-- BEGIN SOURCE EXCERPT --
Exhibit 99.2
Notice of Guaranteed Delivery
With Respect to Tender of
Any and All Outstanding 9% Senior Secured Second Lien Notes due 2018
for
9% Senior Secured Second Lien Notes due 2018
of
TOMKINS, LLC AND TOMKINS, INC.
Pursuant to the Prospectus dated , 2011
THE EXCHANGE OFFER WILL EXPIRE AT 5:00 P.M., NEW YORK CITY TIME, ON , 2011, UNLESS EXTENDED (SUCH TIME AND DATE, AS THE SAME MAY BE EXTENDED FROM TIME TO TIME, THE “EXPIRATION DATE”). TENDERS MAY BE WITHDRAWN AT ANY TIME PRIOR TO THE EXPIRATION DATE. |
The Exchange Agent is:
WILMINGTON TRUST FSB
By Registered Mail, Certified Mail, Overnight Delivery or Hand Delivery:
| By Facsimile:
| |
Wilmington Trust FSB c/o Wilmington Trust Company Attn: Sam Hamed Corporate Capital Markets Rodney Square North 1100 North Market Street Wilmington, Delaware 19890-1626. | +1.302.636.4139
Confirm by Telephone:
+1.302.636.6181 |
DELIVERY OF THIS NOTICE OF GUARANTEED DELIVERY TO AN ADDRESS OTHER THAN AS SET FORTH ABOVE OR TRANSMISSION TO A FACSIMILE NUMBER OTHER THAN AS SET FORTH ABOVE WILL NOT CONSTITUTE A VALID DELIVERY.
-- END SOURCE EXCERPT --
-- BEGIN SUPPLIED RECORDS --
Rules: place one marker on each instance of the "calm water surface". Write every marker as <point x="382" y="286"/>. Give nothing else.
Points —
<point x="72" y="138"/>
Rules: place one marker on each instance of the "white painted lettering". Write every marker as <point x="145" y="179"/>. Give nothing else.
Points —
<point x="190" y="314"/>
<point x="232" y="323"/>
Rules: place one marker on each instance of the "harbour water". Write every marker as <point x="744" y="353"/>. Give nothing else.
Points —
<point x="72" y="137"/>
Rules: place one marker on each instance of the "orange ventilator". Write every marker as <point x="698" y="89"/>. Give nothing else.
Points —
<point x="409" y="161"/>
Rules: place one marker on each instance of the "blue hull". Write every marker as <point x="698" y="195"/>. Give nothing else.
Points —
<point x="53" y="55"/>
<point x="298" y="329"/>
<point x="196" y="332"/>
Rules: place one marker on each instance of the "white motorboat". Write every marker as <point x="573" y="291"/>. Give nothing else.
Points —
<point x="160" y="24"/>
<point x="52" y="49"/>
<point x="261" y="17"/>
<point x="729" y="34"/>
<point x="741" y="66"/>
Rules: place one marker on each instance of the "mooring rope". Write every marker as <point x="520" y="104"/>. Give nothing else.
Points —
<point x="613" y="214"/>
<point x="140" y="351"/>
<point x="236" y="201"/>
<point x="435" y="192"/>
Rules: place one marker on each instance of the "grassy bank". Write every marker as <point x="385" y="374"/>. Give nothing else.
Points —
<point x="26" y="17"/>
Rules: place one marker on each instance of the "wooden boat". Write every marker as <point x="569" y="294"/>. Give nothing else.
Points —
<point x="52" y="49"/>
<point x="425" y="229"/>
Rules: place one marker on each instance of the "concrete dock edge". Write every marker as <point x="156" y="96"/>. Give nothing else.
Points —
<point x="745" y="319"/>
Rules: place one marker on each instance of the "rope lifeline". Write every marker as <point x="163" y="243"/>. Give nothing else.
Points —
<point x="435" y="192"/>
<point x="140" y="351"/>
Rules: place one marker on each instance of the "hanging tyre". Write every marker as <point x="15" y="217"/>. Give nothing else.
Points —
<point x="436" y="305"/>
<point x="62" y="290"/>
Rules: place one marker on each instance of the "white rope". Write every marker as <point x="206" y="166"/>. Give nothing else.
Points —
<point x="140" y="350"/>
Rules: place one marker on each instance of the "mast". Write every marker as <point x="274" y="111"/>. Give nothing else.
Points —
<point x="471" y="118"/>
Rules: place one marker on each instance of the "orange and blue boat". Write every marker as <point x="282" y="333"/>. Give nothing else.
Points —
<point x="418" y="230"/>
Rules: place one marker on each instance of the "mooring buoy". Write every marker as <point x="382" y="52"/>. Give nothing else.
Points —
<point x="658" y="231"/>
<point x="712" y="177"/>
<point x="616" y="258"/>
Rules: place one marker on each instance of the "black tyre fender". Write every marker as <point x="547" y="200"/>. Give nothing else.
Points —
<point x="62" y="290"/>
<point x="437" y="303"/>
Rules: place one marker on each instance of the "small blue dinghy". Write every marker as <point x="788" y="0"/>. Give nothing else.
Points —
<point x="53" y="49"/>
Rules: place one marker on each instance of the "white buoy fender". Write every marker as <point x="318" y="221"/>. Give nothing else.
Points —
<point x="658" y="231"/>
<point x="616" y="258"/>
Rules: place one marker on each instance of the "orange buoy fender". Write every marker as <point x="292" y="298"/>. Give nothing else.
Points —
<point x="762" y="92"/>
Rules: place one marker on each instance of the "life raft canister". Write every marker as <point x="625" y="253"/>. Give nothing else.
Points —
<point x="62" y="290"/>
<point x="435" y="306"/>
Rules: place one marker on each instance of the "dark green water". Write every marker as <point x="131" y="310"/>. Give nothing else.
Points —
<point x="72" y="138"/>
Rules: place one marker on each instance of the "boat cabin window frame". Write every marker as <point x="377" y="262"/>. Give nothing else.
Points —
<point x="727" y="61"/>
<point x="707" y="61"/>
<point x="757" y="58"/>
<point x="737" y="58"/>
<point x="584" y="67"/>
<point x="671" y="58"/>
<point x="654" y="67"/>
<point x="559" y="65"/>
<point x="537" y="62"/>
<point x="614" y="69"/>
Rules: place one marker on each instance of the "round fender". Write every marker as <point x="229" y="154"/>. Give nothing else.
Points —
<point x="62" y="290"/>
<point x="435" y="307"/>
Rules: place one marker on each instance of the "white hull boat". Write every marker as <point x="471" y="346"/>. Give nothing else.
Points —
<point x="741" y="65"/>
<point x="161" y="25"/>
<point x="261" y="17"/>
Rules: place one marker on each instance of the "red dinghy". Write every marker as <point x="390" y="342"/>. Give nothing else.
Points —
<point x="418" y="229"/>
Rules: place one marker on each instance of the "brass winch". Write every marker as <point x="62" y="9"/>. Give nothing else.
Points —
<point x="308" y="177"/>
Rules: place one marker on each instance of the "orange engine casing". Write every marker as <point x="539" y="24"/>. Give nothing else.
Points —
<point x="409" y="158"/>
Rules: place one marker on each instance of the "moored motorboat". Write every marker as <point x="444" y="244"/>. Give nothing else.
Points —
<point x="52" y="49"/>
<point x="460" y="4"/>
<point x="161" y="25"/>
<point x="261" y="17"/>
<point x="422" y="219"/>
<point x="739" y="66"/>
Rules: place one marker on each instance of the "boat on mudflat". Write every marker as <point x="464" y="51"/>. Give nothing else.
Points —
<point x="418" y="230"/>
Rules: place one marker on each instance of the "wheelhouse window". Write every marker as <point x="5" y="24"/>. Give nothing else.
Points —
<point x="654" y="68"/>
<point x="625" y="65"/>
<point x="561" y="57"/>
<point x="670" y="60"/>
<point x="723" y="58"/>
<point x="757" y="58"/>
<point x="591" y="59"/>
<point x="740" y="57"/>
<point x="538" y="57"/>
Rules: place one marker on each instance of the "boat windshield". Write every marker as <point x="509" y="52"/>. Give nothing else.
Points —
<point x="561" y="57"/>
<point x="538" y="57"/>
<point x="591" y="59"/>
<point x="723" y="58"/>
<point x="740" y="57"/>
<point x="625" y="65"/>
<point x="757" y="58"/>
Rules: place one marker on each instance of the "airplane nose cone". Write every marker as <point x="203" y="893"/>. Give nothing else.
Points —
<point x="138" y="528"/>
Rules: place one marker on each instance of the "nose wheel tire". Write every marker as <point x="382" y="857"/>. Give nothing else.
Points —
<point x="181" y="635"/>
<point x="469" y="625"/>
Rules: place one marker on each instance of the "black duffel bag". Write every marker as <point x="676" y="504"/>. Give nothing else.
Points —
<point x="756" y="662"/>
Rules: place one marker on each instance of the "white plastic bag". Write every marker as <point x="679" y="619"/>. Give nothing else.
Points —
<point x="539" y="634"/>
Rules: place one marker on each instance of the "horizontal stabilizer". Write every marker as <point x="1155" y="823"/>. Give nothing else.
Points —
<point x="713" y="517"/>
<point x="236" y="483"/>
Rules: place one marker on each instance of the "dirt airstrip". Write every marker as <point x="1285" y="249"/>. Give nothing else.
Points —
-- END SUPPLIED RECORDS --
INSTRUCTION A: Rewrite the part of the guaranteed delivery notice that opens with "Exhibit 99.2" and closes with "AND TOMKINS, INC.", changing "Second Lien" to "Junior Lien".
INSTRUCTION B: Please find each line of the listing that holds the word "window", and copy those lines out.
The guaranteed delivery notice and the listing have nothing to do with each other.

RESULT A:
Exhibit 99.2
Notice of Guaranteed Delivery
With Respect to Tender of
Any and All Outstanding 9% Senior Secured Junior Lien Notes due 2018
for
9% Senior Secured Junior Lien Notes due 2018
of
TOMKINS, LLC AND TOMKINS, INC.

RESULT B:
Rules: place one marker on each instance of the "boat cabin window frame". Write every marker as <point x="377" y="262"/>. Give nothing else.
Rules: place one marker on each instance of the "wheelhouse window". Write every marker as <point x="5" y="24"/>. Give nothing else.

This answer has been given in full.